* To-do list
• 1. Can you sum up the sports photography blog below in two sentences?
• 2. How would the sports photography blog below go on? Write the next few sentences, picking up after its final line.

* Document passage
Tuesday, October 30, 2007

I'm not in Ohio anymore...

...and what I heard on the radio this morning has left me disoriented as to exactly where I am.

Where I come from, radio stations have simple contests, like "win a car"... or "win your dream home"... or "win an exciting vacation get-away."

This morning 101.1 FM kicked-off their "Win the ultimate fishing shanty!" contest.

I don't know what to think anymore.

Sportraits, sportraits, sportraits...

Yes. I like ground-level blue skies in my portraits. Leave me alone. :-)


Girls' tennis player of the year Rachel Vrabec of Xavier High School

Sunday, October 28, 2007

I would hate to be a quarterback...

Because of this picture.

This guy has no idea he's about to get popped by a 200-lb linebacker coming from his blind-side.


This other frame needs a crop or something but I love the guy face-planting while looking up at the pass he was kind of supposed to catch.

Friday, October 26, 2007

Volleyball isn't so awful... I guess...

Funny how when you're forced to shoot something frequently you become better at it...

This was a big sectional match-up between Menasha and Neenah and it had so much more energy than a boys' game. Loved every second of it... just trying to tell the story of the night...





Thursday, October 25, 2007

Another... uhh.. it's Tuesday now...

My first Tuesday night football I've ever shot. There's a first for everything in this business.

What a miserable night though. The radar was completely clear when I left the office and somehow it just poured cold rain the entire first half. Most of the photos were absolutely useless.

* Dataset extract
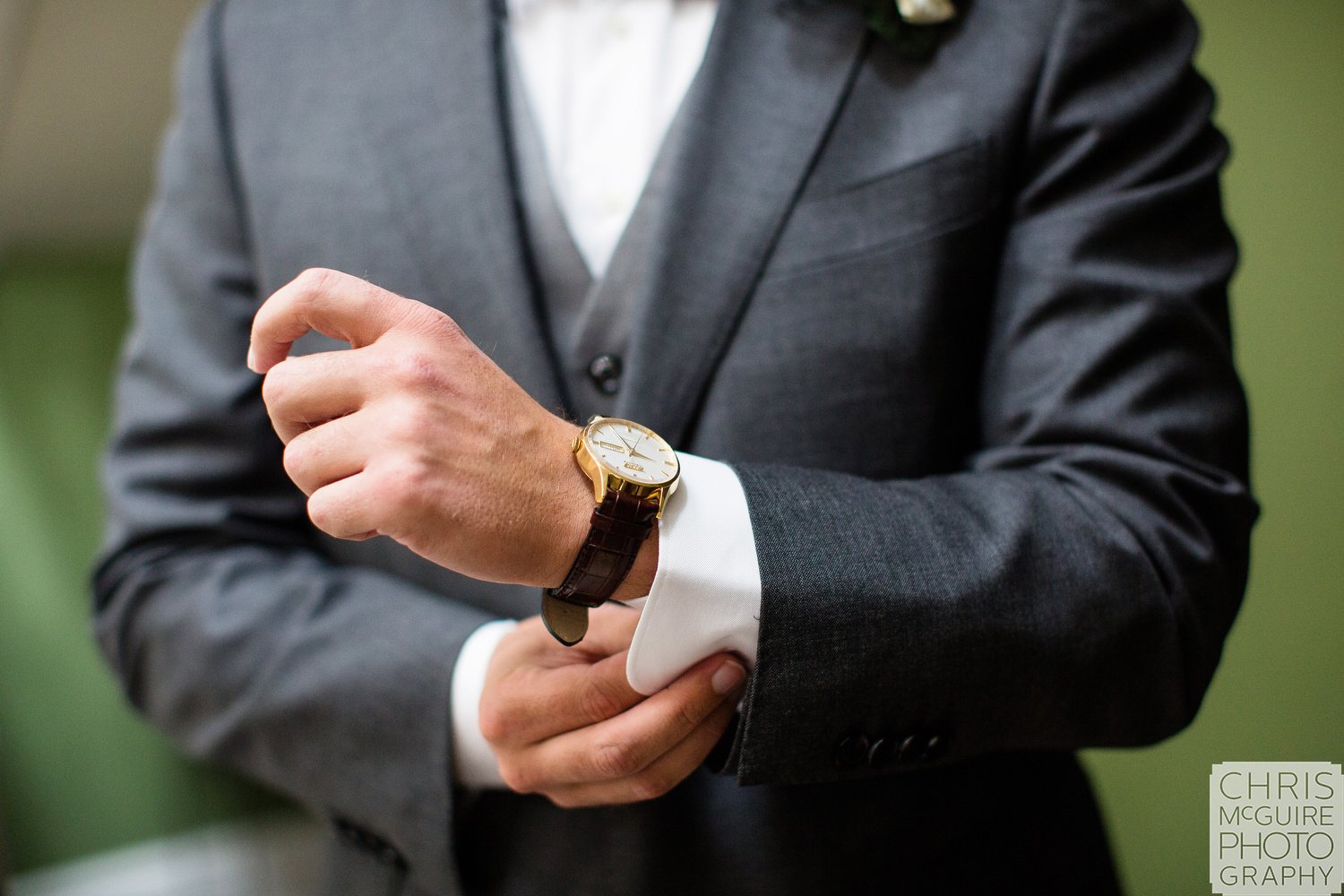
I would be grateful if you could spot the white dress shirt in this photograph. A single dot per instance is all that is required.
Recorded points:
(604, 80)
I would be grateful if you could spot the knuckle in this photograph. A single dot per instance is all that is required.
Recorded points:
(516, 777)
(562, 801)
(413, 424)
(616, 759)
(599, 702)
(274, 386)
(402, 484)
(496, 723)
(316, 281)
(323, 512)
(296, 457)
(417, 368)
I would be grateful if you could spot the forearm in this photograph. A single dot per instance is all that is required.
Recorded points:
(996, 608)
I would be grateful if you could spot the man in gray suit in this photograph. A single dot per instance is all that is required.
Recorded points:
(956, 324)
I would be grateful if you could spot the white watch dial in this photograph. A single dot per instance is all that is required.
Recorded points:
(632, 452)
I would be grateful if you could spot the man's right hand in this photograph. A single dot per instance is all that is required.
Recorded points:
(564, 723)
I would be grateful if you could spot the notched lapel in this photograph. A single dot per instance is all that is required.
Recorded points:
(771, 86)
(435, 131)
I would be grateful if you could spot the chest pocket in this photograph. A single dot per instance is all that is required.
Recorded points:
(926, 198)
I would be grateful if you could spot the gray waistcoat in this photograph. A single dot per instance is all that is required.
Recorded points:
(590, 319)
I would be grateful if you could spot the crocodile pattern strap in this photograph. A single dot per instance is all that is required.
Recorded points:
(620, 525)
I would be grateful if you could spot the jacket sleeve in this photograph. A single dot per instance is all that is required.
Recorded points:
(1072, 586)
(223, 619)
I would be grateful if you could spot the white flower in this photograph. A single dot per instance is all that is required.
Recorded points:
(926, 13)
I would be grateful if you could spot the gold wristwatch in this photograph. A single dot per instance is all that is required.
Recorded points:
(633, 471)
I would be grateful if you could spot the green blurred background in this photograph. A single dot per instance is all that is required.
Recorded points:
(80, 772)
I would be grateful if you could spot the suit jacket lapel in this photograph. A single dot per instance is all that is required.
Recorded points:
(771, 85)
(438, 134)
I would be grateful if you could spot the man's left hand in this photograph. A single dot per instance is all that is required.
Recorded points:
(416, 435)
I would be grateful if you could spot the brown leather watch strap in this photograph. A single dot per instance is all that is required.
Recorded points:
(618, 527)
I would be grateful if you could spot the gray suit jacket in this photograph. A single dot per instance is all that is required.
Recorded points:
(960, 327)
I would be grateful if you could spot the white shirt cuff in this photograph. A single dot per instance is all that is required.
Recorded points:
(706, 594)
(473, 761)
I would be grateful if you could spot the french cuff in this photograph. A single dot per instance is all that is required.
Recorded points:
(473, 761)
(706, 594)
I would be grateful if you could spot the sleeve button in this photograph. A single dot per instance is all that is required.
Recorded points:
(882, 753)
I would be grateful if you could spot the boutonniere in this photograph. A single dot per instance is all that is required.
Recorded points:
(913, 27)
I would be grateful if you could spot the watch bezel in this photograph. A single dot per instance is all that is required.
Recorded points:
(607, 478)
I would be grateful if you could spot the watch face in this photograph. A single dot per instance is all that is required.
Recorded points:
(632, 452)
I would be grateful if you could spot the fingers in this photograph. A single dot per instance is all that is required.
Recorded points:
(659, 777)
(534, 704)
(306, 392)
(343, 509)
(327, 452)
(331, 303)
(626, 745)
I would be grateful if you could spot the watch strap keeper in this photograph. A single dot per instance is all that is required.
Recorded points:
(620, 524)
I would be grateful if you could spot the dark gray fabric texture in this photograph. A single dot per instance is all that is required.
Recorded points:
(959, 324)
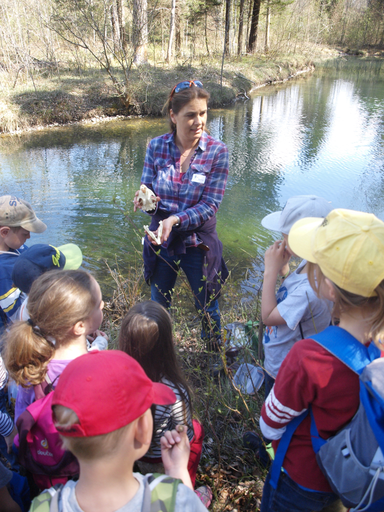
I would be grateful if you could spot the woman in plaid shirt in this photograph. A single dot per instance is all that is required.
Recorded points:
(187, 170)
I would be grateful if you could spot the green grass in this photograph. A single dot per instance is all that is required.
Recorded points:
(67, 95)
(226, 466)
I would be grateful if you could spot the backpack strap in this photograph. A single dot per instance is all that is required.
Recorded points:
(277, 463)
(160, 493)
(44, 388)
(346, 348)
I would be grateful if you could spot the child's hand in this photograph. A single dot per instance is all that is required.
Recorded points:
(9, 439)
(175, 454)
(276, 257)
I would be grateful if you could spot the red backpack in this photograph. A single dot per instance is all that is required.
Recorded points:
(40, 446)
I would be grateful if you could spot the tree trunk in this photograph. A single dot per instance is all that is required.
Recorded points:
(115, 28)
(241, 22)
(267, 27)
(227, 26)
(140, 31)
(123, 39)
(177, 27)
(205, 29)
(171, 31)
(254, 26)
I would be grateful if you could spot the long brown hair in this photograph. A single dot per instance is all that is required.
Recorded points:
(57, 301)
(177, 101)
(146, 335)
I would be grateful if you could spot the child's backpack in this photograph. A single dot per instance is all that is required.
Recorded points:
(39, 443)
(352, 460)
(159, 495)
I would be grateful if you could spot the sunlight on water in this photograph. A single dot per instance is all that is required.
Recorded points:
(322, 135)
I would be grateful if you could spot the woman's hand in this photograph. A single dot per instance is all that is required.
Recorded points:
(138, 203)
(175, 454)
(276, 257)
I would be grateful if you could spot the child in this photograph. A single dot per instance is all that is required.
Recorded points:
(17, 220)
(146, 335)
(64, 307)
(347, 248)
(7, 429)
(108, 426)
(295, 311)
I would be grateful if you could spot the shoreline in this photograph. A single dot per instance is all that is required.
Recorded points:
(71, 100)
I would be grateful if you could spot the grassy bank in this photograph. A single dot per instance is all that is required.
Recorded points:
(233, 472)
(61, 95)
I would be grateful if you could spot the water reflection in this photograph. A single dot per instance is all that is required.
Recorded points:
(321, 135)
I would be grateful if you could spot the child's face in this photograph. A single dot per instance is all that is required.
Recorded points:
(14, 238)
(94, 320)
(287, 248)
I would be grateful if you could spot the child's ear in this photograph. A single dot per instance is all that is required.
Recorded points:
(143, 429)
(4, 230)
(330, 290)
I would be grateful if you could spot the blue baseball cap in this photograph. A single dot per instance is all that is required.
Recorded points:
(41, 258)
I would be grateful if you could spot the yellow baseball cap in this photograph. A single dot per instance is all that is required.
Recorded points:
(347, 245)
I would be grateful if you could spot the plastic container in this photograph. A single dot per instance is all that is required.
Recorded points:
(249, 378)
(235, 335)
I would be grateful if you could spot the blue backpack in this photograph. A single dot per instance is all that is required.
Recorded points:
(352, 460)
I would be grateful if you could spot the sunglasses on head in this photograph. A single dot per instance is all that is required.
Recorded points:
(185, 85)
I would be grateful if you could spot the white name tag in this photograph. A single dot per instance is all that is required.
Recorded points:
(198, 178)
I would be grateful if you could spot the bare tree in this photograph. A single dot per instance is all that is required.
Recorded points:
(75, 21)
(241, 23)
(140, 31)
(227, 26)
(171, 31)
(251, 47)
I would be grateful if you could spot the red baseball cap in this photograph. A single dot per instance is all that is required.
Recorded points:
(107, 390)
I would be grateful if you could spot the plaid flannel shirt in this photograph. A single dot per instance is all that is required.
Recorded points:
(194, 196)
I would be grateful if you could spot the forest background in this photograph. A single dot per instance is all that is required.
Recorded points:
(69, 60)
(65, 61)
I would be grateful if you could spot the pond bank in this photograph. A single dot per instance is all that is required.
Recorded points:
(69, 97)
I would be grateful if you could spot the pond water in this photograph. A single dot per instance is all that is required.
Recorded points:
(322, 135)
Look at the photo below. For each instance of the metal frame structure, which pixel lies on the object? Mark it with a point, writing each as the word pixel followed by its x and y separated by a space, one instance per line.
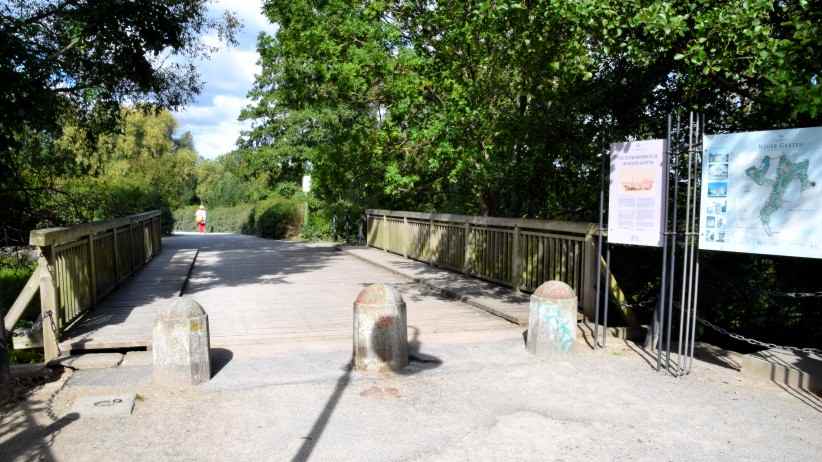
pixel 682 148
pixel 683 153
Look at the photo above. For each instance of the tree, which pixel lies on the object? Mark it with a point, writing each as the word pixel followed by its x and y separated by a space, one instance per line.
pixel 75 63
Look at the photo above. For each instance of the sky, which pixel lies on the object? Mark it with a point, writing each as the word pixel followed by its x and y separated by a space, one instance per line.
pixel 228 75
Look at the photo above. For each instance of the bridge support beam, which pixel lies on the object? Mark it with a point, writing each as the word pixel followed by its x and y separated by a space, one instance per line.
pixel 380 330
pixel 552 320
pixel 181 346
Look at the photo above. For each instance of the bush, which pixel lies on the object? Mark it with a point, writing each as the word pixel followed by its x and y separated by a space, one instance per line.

* Answers for this exercise
• 1. In these October 2007 entries, the writer, no longer in Ohio, is bewildered by a radio station's contest to win the ultimate fishing shanty and shares sports portraits, including one of girls' tennis player of the year Rachel Vrabec of Xavier High School. The posts also cover football frames, including a quarterback about to be hit from his blind side; a high-energy sectional volleyball match between Menasha and Neenah; and the writer's first Tuesday night football game, where cold rain made most of the photos useless.

• 2.
Wednesday, October 24, 2007

The comedy club...

I've never been to a comedy show... I've never seen live comedy. I've only seen it on TV (when I had cable I was addicted to Comedy Central). I'm periodically amazed at where my job takes me, and this was a really fun assignment.

I was happy with most of the photos I took during the night. But this one I was glad I saw. It's dark a heck in these places and there are only a couple of very focused can-lights in the rafters. I just waited for a waitress to take a drink order from the tables near that light. I knew then to move to the back of the room and played the waiting game. I was pre-focused on where she'd walk by under the light and I like the result.

Love the moody feel, although it's really begging for the cigarette smoke you'd expect in a night club. Darn smoking ban!




Waitress Trisha Hughes delivers drinks to tables while comedian Tanyalee Davis of Las Vegas performs at the 8pm show at the Skyline Comedy Cafe in Appleton, Wis., Friday evening, Oct. 19, 2007.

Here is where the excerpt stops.